(WHAT YOU ARE ASKED TO DO) Copy every line from the one containing "Would you be able to point to the front porch" through the last line of the records below, both included, and nothing else.

Stored records
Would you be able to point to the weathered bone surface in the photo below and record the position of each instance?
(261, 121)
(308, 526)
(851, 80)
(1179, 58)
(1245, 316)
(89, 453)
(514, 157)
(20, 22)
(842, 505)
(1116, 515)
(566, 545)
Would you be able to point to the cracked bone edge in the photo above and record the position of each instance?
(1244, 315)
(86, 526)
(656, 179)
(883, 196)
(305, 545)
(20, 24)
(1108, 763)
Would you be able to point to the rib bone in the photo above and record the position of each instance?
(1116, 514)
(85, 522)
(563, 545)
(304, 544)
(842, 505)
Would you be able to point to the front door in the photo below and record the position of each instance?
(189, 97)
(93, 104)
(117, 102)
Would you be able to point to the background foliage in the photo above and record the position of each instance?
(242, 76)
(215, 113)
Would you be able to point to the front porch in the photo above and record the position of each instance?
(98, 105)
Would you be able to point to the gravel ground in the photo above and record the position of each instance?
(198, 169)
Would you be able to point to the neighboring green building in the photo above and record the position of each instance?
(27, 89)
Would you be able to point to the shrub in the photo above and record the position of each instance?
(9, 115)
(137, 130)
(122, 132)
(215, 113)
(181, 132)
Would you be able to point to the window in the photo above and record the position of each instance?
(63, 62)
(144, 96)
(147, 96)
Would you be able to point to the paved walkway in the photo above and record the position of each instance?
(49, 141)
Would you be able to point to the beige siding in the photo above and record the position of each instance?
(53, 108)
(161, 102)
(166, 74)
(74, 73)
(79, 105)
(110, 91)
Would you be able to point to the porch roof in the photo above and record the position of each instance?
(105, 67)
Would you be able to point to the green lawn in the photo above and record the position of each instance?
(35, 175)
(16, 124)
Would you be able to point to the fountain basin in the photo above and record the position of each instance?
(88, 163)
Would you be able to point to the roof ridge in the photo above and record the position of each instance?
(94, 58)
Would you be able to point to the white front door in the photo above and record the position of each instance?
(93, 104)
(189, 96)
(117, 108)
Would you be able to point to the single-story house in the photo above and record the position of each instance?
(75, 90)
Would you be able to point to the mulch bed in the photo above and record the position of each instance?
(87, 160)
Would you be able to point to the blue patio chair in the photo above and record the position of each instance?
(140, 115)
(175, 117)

(RESULT OF THE EXERCISE)
Would you be able to point to the front porch in the photo above and record the position of each instance?
(98, 105)
Would you be able to point to the gravel ground in the photo above and record the position of each instance?
(198, 169)
Would you be able to point to the neighboring green building in the photo above and record the position of each instance?
(27, 89)
Would you be able to point to the shrub in the photo above and record the position of each instance?
(9, 115)
(137, 130)
(122, 132)
(215, 113)
(181, 132)
Would you be able to point to the window in the photo above and record the position of each instance?
(63, 62)
(144, 96)
(147, 96)
Would you be able to point to the paved walkway in the photo above and record the position of each instance?
(49, 141)
Would you be able to point to the beige siding in the photo above and record the position of each instance?
(53, 108)
(161, 102)
(166, 74)
(74, 73)
(79, 105)
(110, 91)
Would you be able to point to the porch roof in the photo above and record the position of each instance?
(105, 67)
Would you be able to point to the green lawn in the photo above and record the position of each instance?
(35, 175)
(16, 124)
Would you be able to point to the fountain basin in the photo above and record the position of each instance?
(88, 163)
Would you be able to point to the roof ridge in the photo above and record the position of each instance?
(94, 58)
Would you be able to point to the white front door in the photo above and record the position of each instance?
(93, 104)
(189, 96)
(117, 108)
Would you be able to point to the single-story house in the photo above and record the position of each instance?
(75, 90)
Would you be able to point to the mulch bed in the photo above and record the position of each instance?
(87, 160)
Would you be able to point to the blue patio chair in the photo above and record the position of each instance?
(140, 115)
(175, 117)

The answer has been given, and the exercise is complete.